■ **REQUIRED ACTION**
Copy each line of the following material exactly.

■ **RECORD EXTRACTS**

____

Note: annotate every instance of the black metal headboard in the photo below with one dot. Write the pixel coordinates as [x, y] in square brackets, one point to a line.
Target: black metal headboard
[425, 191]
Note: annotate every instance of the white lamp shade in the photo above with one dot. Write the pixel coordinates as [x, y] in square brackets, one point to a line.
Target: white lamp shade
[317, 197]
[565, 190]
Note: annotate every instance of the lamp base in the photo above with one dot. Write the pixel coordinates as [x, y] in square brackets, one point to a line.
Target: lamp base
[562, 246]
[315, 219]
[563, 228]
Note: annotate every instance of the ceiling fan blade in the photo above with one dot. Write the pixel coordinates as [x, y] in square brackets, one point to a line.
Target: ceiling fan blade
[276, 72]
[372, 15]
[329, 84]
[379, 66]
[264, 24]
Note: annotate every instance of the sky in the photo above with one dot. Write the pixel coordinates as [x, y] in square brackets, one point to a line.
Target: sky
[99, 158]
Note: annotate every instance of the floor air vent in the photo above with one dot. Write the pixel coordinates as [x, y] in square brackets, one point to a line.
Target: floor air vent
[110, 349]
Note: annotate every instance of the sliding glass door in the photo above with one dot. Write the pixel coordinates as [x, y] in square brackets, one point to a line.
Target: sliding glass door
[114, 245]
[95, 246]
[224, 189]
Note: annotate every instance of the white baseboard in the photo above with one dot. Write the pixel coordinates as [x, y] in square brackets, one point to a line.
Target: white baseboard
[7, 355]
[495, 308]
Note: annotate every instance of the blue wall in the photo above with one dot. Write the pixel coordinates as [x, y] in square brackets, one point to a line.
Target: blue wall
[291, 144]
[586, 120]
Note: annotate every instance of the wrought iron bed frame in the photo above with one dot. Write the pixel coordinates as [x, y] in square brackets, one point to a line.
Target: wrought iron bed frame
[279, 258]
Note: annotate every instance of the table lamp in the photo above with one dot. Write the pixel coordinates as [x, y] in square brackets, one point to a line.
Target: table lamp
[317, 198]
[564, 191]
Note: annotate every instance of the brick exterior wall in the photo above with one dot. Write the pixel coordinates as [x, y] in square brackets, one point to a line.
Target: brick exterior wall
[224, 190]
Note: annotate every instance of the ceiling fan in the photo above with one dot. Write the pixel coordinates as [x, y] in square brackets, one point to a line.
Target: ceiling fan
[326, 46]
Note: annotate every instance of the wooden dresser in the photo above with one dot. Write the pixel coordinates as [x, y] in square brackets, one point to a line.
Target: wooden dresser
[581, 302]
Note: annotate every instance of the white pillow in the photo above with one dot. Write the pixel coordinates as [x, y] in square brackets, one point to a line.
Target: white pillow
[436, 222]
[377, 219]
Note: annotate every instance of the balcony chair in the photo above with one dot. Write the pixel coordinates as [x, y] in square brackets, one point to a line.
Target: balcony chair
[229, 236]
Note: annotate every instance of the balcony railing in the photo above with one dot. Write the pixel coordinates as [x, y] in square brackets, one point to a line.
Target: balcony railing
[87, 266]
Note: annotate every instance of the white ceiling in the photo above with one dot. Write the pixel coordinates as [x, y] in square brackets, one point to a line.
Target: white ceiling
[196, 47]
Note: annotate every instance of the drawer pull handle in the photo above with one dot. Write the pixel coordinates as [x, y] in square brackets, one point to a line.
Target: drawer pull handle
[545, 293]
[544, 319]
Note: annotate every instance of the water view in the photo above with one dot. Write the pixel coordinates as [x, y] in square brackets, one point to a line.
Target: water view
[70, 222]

____

■ **WRITTEN RESPONSE**
Note: annotate every instance of the black metal headboard in the photo below with one dot. Write the pixel coordinates as [x, y] in square brackets, one point to a line.
Target: black metal headboard
[425, 191]
Note: annotate every instance of the white lamp shade in the photo above with one dot. Write the pixel coordinates as [x, y] in square brackets, one point to a line.
Target: white lamp shade
[317, 197]
[565, 190]
Note: annotate every instance of the lamp base in the photo above with one dot. Write the pixel coordinates as [x, y] in square brackets, one point to a line.
Target: lamp base
[562, 246]
[315, 219]
[563, 228]
Note: annotate every instance of the ceiling fan blade in the photo above with one dot. Write the pixel coordinates as [x, y] in square brackets, one point to a line.
Target: ceiling fan blade
[276, 72]
[372, 15]
[329, 84]
[379, 66]
[264, 24]
Note: annotate every instance of the sky in the photo above with one dot. Write the pixel coordinates as [x, y] in square brackets, one point to a line.
Target: sky
[99, 158]
Note: annotate every instance of the floor air vent in the photo above with one dot. Write the pixel coordinates as [x, y] in square brackets, one point to a line.
Target: floor air vent
[110, 349]
Note: annotate every instance of the sliding glass door in the photo above with one dot. Write the pixel coordinates as [x, y] in square brackets, one point to a line.
Target: sliding glass door
[114, 245]
[95, 246]
[224, 189]
Note: annotate every instance of the white baseboard in the photo above with one dot. Write the pixel coordinates as [x, y] in square brackets, one point to a line.
Target: white baseboard
[7, 355]
[495, 308]
Note: annotate every instance of the blue wall in the photo above with one dot. Write the pixel coordinates as [x, y] in square brackets, one point to a line.
Target: blue wall
[291, 144]
[586, 120]
Note: annotate every instance of the wrought iron bed frame in the photo above with one dot. Write the pixel coordinates as [x, y] in square brackets, one point to a line.
Target: wrought iron bed frame
[279, 258]
Note: annotate every instance of the table lamp in the photo above with one dot. Write the pixel coordinates as [x, y] in square brackets, one point to a line.
Target: table lamp
[317, 198]
[564, 191]
Note: annotate every instance of the brick exterior wall in the photo above with one dot. Write the pixel coordinates as [x, y] in square brackets, one point to a line.
Target: brick exterior wall
[224, 190]
Note: annotate every instance of the ceiling fan in the photo above with one dot. Write the pixel coordinates as [x, y] in square brackets, one point to a line.
Target: ceiling fan
[326, 46]
Note: annotate every instance of the wooden dresser in the photo above with one dot. Write the pixel coordinates as [x, y] in square brackets, one point to a line.
Target: wooden dresser
[581, 302]
Note: annotate every instance of the white pillow in the photo above with one dot. Write the pixel coordinates as [x, y] in square brackets, one point to a line.
Target: white pillow
[436, 222]
[377, 219]
Note: annotate every instance of the balcony chair in the photo above with one dot. Write the pixel coordinates as [x, y] in square brackets, one point to a line.
Target: balcony chair
[229, 236]
Note: annotate every instance of the balcony railing in the photo above with one dot. Write the pixel coordinates as [x, y] in square brackets, one point to a line.
Target: balcony railing
[87, 266]
Note: annotate every instance of the white ceiling in the photo above with one dot. Write the pixel coordinates as [x, y] in square brackets, one point to a line.
Target: white ceiling
[196, 47]
Note: annotate every instance of the drawer pull handle in the photo above with one dot. Write the pixel coordinates as [x, y] in square brackets, one point to a line.
Target: drawer pull handle
[545, 293]
[544, 319]
Note: annotate every instance of the water view in the photo above with one dot. Write the pixel coordinates as [x, y] in square brackets, one point to a line.
Target: water view
[70, 222]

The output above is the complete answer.